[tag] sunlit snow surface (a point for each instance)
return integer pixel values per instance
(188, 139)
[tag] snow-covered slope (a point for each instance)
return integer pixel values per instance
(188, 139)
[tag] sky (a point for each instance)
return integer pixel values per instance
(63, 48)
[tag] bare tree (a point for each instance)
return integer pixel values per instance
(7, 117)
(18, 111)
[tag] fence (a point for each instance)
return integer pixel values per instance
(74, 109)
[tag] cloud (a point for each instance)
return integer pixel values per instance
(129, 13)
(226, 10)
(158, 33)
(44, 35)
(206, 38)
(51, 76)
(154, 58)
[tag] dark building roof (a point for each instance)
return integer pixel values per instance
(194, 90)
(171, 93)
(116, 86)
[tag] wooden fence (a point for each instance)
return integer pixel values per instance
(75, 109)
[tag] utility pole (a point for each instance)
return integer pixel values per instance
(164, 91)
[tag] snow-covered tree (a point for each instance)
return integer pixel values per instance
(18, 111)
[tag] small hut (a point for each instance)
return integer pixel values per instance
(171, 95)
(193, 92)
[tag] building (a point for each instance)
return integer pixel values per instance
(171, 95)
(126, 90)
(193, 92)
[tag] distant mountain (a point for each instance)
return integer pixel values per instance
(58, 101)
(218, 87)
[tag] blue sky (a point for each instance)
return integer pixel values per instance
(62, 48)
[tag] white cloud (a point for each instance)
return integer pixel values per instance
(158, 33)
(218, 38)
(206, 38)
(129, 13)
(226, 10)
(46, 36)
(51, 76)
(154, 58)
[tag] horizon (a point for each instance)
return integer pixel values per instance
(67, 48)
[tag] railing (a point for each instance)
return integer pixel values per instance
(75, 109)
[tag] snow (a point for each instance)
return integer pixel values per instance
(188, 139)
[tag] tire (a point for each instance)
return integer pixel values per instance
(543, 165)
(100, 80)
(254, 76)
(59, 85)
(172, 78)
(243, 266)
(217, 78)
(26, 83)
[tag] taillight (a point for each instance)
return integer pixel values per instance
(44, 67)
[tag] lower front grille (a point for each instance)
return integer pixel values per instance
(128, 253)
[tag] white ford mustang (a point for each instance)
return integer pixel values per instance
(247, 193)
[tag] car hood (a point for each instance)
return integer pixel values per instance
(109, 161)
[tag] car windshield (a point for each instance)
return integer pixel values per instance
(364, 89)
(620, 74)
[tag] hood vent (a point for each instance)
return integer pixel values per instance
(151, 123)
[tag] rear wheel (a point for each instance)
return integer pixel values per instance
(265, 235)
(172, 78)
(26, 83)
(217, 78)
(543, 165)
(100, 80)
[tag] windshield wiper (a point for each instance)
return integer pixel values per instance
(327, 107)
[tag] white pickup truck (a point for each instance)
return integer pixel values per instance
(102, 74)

| The problem |
Write out all the records above again, exactly as they stand.

| Correct answer |
[tag] sunlit snow surface (a point for each instance)
return integer pixel values per instance
(188, 139)
[tag] snow-covered slope (a point for each instance)
return integer pixel values per instance
(188, 139)
[tag] sky (a point for each instance)
return integer pixel values per instance
(63, 48)
[tag] bare tree (a point for each instance)
return integer pixel values per instance
(7, 117)
(18, 111)
[tag] fence (a point for each instance)
return integer pixel values per instance
(74, 109)
[tag] cloud (a point for each instance)
return integer pixel values per instance
(129, 13)
(226, 10)
(158, 33)
(44, 35)
(206, 38)
(51, 76)
(154, 58)
[tag] dark building roof (a point for each instance)
return integer pixel values per instance
(194, 90)
(171, 93)
(116, 86)
[tag] wooden fence (a point for each instance)
return integer pixel values per instance
(75, 109)
[tag] utility pole (a point for each instance)
return integer pixel values per instance
(164, 91)
[tag] snow-covered tree (a point for each instance)
return integer pixel values per instance
(18, 111)
[tag] small hut (a point for each instance)
return integer pixel values per instance
(171, 95)
(193, 92)
[tag] building (a point for each instance)
return integer pixel values per instance
(171, 95)
(126, 90)
(193, 92)
[tag] distant mountain (a point for each instance)
return integer pixel values per instance
(58, 101)
(218, 87)
[tag] blue sky (a point for each instance)
return integer pixel values per instance
(62, 48)
[tag] white cloud (a point for each instance)
return integer pixel values per instance
(158, 33)
(218, 38)
(206, 38)
(129, 13)
(226, 10)
(46, 36)
(51, 76)
(154, 58)
[tag] horizon (a point for each instance)
return integer pixel values per instance
(67, 48)
[tag] railing (a point for each instance)
return integer pixel values per instance
(75, 109)
[tag] snow (a point for each instance)
return integer pixel values per instance
(188, 139)
[tag] tire (a point for each instance)
return integer pixel values per instance
(543, 165)
(100, 80)
(254, 76)
(59, 85)
(172, 78)
(243, 266)
(217, 78)
(26, 83)
[tag] taillight (a point for each instance)
return integer pixel values per instance
(44, 67)
[tag] lower front grille (a point for each instance)
return integer pixel values per instance
(128, 253)
[tag] white ford mustang (a point for each instance)
return integer pixel values per instance
(247, 193)
[tag] car hood (a point for each instance)
return integer pixel values per instance
(109, 161)
[tag] car windshield (a point for each instance)
return integer pixel values per instance
(364, 89)
(620, 74)
[tag] hood vent (a point for each instance)
return integer pixel values per instance
(151, 123)
[tag] rear wheel (a point for each instance)
return integer pixel values per instance
(265, 235)
(172, 78)
(26, 83)
(217, 78)
(543, 165)
(100, 80)
[tag] windshield wiper (a point for each instance)
return integer pixel values per instance
(327, 107)
[tag] white pickup truck (a point for each instance)
return integer pixel values per instance
(102, 74)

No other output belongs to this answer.